Copy every one of the entries below line by line, without changing a single character.
— START OF AVAILABLE RECORDS —
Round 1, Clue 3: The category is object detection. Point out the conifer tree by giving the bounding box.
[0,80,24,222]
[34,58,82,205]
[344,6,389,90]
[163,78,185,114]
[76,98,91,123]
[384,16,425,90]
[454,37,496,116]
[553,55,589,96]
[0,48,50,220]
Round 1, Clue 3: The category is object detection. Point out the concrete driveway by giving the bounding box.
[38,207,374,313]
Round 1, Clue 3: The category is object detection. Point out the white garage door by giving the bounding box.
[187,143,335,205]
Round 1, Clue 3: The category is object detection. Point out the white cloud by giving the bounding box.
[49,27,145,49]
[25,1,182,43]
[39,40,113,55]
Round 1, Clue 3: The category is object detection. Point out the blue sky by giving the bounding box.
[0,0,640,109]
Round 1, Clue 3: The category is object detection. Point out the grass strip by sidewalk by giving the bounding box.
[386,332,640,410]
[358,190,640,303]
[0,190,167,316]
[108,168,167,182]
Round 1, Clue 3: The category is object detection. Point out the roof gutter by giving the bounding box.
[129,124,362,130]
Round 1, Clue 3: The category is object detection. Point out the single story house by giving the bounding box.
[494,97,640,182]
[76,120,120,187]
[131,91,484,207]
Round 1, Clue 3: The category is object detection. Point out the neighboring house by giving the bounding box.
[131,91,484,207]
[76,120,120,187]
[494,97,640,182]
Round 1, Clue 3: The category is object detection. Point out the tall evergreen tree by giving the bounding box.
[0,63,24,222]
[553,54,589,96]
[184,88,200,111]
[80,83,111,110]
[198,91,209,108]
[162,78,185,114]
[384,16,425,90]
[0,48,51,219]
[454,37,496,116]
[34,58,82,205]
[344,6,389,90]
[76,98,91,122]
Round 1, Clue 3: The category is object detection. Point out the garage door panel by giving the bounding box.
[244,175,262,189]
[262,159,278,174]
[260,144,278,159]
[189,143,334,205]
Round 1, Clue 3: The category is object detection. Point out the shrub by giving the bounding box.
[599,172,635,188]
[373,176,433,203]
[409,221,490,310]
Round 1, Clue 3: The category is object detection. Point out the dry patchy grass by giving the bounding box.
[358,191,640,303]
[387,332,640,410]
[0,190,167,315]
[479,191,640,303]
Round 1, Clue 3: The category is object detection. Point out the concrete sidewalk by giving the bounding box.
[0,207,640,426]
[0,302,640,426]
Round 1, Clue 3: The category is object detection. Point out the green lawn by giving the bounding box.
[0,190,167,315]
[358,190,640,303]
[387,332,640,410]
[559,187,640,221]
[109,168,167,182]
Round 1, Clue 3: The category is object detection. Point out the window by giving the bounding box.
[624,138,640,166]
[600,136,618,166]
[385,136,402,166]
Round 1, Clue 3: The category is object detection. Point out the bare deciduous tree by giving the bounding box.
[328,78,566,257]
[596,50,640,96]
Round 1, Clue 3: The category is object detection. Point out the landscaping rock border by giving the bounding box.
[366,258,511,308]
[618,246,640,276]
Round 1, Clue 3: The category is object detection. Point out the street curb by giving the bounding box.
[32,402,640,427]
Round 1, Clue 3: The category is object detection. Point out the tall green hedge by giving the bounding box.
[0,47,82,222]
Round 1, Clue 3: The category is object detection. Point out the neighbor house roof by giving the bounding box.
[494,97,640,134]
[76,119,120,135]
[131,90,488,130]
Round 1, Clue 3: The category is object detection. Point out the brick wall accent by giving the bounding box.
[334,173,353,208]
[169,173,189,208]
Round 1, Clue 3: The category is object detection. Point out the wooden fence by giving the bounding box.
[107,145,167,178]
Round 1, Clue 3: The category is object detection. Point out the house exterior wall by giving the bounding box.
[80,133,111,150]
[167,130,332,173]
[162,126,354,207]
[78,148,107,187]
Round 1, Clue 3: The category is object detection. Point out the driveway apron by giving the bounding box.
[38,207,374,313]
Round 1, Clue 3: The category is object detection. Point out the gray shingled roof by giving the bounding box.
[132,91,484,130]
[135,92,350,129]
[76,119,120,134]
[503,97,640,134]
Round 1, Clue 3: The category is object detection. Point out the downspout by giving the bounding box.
— END OF AVAILABLE RECORDS —
- [EXERCISE ANSWER]
Round 1, Clue 3: The category is object detection. Point out the conifer tree by giving the bounding box.
[0,80,24,222]
[34,58,82,205]
[344,6,389,90]
[163,78,185,114]
[76,98,91,123]
[384,16,425,90]
[454,37,496,116]
[553,55,589,96]
[0,48,50,220]
Round 1, Clue 3: The category is object detection. Point out the concrete driveway by giving the bounding box.
[38,207,374,313]
Round 1, Clue 3: The category is object detection. Point out the white garage door by giving the bounding box.
[187,143,335,205]
Round 1, Clue 3: The category is object detection. Point out the white cloud by giving the bounding box.
[49,27,145,49]
[25,1,182,43]
[39,40,113,55]
Round 1, Clue 3: The category is object detection. Point out the blue sky by giving the bounding box.
[0,0,640,109]
Round 1, Clue 3: The category is object detection. Point out the grass strip by sidewalk by giving the bounding box.
[386,332,640,410]
[358,190,640,303]
[0,190,167,316]
[108,168,167,182]
Round 1, Clue 3: The category is object detection. Point out the roof gutter by giving the bounding box.
[129,124,362,130]
Round 1, Clue 3: The category is object detection. Point out the single story house by giving the bounding box.
[494,97,640,182]
[76,120,120,187]
[131,91,484,207]
Round 1, Clue 3: The category is object detection. Point out the neighboring house by giving the bounding box.
[131,91,484,207]
[76,120,120,187]
[494,97,640,182]
Round 1, Clue 3: The category is object detection. Point out the tall evergreen tree by giving the bounding box.
[0,63,24,222]
[553,54,589,96]
[184,88,200,111]
[80,83,111,110]
[198,91,209,108]
[162,78,185,114]
[384,16,425,90]
[0,48,51,219]
[454,37,496,116]
[34,58,82,205]
[344,6,389,90]
[76,98,91,122]
Round 1, Clue 3: The category is object detection. Point out the garage door panel by giving the bounding box.
[244,175,262,189]
[262,159,278,174]
[260,144,278,159]
[189,143,334,205]
Round 1, Clue 3: The category is object detection. Point out the shrub by giving the bounding box.
[599,172,635,188]
[373,176,433,203]
[409,221,490,310]
Round 1, Clue 3: The category is object detection. Point out the dry patchy grass by giving the bounding box.
[358,191,640,303]
[387,332,640,410]
[0,190,167,315]
[479,191,640,303]
Round 1, Clue 3: The category is object detection. Point out the concrete sidewalk by giving the bounding box.
[0,207,640,426]
[0,302,640,426]
Round 1, Clue 3: The category is object detection. Point out the green lawn by giving the bounding box.
[0,190,167,315]
[358,190,640,303]
[387,332,640,410]
[559,187,640,221]
[109,168,167,182]
Round 1, Clue 3: The category is object detection. Point out the window by giving the bounding box.
[624,138,640,166]
[600,136,618,166]
[385,136,402,166]
Round 1, Clue 3: The category is object detection. Point out the bare deciduous tree by giving the bounding box.
[328,78,566,257]
[596,50,640,96]
Round 1, Clue 3: The category is object detection. Point out the landscaping rock border by giving the bounding box.
[366,258,511,308]
[618,246,640,276]
Round 1, Clue 3: The category is object detection. Point out the street curb by giving the bounding box.
[32,402,640,427]
Round 1, Clue 3: The category is object detection. Point out the tall green hedge by giving the bounding box.
[0,47,82,222]
Round 1, Clue 3: The category is object detection. Point out the neighbor house roof by giving the bounding box.
[494,97,640,134]
[76,119,120,135]
[131,90,488,130]
Round 1, Clue 3: The category is object detection. Point out the brick wall accent by giving the bounding box.
[334,173,353,208]
[169,173,189,208]
Round 1, Clue 3: The category is object detection. Point out the wooden fence by giving the bounding box.
[107,145,167,178]
Round 1, Clue 3: The category is object detection. Point out the house exterior wall by giving the bounding box.
[80,133,111,150]
[167,130,332,173]
[162,126,354,207]
[78,148,107,187]
Round 1, Clue 3: The category is object detection. Point out the driveway apron by giving the bounding box.
[38,207,374,313]
Round 1, Clue 3: The category is object detection. Point out the gray shingled roof by giving the bounding box.
[132,91,484,130]
[135,92,350,129]
[76,119,120,134]
[503,97,640,134]
Round 1, Clue 3: The category is object detection. Point out the downspout by giving the bounding box.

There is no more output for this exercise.